┌─ Extrait
La Grande Manip des fausses causalités. L’arme des tyrans

Bruno Bertez
Bruno Bertez
Analyste financier anc. propriétaire Agefi France

 

Voici une remarque fondamentale à la fois pour comprendre notre travail et, en même temps, pour analyser les situations. Elle complète une autre remarque, elle aussi fondamentale: la première des choses à faire quand quelqu’un parle, consiste à se poser la question de l’identité du locuteur et à se demander, « qu’est-ce qu’il veut », en s’exprimant. Derrière toute parole, il y a un désir, une intention, rien n’est innocent.

L’un des ressorts les plus puissants du dirigisme, du constructivisme et de la manipulation des peuples par les gouvernements, est le recours aux fausses causalités.

Par les discours officiels, par la répétition dans les médias, par la complicité des économistes de banque, on implante dans la tête des gens de faux liens de causalités. On escamote les vraies causalités, souvent cachées et complexes, pour les remplacer par d’autres plus faciles à comprendre, plus évidentes, mais fausses.
└─
┌─ Jeu de données
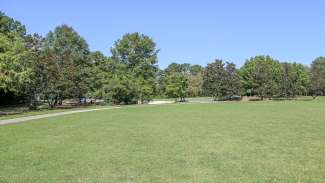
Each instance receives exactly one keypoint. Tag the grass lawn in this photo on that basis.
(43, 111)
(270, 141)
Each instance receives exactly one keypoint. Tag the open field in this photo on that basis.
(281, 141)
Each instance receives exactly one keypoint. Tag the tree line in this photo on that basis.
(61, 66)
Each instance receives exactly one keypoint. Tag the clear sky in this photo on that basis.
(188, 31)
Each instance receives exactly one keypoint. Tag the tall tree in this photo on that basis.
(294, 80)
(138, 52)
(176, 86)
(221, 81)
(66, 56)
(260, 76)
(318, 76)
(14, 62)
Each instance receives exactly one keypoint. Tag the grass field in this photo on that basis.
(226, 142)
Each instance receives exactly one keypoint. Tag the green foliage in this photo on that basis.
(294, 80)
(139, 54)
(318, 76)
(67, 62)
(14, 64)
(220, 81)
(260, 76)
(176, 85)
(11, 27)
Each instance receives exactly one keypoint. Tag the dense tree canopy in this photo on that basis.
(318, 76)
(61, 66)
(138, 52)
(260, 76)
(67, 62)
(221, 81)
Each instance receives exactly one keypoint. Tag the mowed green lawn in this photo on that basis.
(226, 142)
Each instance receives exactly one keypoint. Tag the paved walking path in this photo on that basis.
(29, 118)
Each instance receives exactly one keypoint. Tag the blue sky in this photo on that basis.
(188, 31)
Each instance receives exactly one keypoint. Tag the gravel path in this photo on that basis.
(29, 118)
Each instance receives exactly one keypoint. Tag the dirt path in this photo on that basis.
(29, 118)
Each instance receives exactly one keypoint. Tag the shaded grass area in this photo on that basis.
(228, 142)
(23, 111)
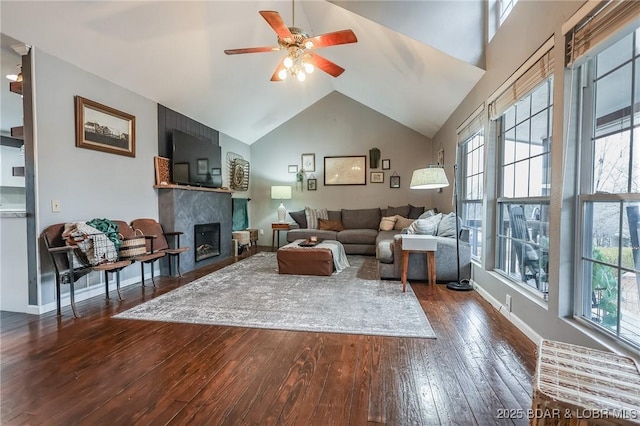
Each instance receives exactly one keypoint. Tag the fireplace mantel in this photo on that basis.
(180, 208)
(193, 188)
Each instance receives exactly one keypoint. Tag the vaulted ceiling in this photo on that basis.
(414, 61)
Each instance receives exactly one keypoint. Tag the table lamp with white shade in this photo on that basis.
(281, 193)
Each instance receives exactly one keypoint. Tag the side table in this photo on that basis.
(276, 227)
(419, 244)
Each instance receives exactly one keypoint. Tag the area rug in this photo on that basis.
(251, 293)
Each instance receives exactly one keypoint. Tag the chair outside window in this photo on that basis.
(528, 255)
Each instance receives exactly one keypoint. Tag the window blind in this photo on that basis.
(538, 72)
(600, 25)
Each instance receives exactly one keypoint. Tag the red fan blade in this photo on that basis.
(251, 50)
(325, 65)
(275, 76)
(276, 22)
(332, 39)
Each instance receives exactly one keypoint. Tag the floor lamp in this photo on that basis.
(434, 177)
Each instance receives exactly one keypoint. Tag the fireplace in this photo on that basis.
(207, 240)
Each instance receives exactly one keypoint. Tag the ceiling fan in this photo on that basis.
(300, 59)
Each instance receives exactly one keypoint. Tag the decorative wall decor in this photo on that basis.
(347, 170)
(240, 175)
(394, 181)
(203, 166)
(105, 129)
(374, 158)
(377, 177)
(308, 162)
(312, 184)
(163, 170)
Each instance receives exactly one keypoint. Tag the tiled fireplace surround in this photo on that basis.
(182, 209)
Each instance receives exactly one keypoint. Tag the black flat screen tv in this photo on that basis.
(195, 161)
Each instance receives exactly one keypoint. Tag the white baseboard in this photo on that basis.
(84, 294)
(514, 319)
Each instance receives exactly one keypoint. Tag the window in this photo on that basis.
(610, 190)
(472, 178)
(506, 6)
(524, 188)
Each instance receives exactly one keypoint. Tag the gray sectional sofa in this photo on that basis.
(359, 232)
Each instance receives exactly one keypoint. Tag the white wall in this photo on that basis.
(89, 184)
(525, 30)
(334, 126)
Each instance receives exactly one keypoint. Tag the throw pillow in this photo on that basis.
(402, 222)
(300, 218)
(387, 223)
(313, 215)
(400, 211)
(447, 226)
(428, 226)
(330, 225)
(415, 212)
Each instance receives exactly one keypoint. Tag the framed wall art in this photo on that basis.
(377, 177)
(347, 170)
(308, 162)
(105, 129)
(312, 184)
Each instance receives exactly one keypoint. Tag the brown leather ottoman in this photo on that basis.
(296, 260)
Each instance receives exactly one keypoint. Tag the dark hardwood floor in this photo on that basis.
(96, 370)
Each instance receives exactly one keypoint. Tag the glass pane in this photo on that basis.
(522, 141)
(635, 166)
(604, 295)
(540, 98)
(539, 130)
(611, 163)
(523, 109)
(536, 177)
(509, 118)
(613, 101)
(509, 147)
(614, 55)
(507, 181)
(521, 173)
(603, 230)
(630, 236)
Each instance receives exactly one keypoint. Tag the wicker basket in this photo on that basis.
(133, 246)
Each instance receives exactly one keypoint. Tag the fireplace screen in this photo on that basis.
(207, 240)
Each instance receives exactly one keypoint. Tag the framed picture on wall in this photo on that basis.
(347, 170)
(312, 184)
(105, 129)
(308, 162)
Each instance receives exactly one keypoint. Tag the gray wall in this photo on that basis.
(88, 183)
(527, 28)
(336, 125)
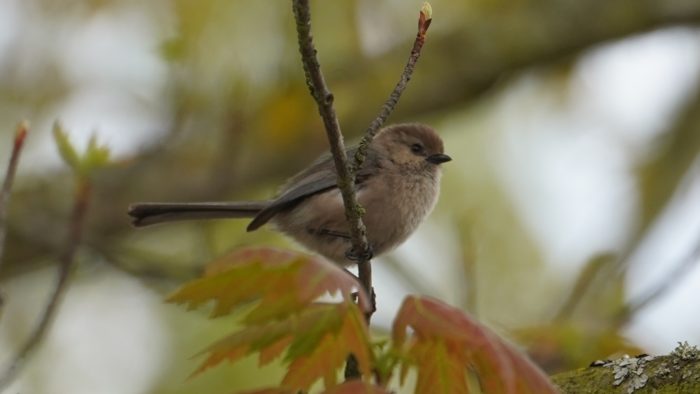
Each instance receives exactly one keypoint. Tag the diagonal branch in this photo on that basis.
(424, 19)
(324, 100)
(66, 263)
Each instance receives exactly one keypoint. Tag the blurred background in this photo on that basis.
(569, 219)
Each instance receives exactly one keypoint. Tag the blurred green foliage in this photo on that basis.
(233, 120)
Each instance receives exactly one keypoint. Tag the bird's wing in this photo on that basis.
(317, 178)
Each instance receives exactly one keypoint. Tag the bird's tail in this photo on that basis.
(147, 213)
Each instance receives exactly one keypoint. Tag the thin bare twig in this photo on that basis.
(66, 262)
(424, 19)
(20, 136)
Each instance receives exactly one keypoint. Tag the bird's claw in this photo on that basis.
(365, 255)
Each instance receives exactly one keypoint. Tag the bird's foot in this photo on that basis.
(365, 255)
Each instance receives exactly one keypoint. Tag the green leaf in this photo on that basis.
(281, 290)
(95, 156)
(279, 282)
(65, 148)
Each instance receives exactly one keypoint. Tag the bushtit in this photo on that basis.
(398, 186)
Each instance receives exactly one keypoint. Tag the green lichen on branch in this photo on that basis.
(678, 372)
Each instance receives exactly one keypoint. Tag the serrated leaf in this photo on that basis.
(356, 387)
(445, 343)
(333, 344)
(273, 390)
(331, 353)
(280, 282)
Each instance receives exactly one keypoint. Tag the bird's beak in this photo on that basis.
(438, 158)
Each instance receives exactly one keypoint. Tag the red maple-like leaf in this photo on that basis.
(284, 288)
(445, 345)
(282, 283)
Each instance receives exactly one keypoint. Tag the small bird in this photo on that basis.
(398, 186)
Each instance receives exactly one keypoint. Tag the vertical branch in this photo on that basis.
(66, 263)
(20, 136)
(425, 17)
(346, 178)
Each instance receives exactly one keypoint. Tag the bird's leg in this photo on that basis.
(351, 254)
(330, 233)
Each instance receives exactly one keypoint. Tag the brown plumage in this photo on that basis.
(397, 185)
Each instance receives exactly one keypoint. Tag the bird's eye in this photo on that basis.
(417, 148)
└─
Objectif de la tâche. Poursuivez la rédaction de l'extrait sur les fausses causalités en reprenant juste après sa dernière phrase.

Réponse rédigée.
La juxtaposition des évènements, les amalgames, ce que nous appelons la méthode des Renseignements généraux, des flics, tout cela sert à créer de fausses causalités.

Ce que la Fed a réussi à imposer sur les marchés, grâce à la connivence des Goldman et autres, ce sont ces fausses causalités, multiples, croisées, en maillage et réseaux.  Cela se donne à voir par ce que l’on appelle les corrélations. Et la prolifération des Quants.

Le plus bel escamotage de cause économique des 5 dernières années, c’est celui de la notion de surendettement. Et pour cause, si la notion de surendettement venait à être reconnue, mise au grand jour, alors les gouvernements kleptos et socio-démos perdraient tout levier pour manipuler le monde. Ils se verraient imposer des limites. Confère la nouvelle récente que le monde global contenait maintenant 100 trillions de dettes, nouvelle qui n’a été, ni commentée, ni analysée, alors que c’est la nouvelle la plus importante de l’année.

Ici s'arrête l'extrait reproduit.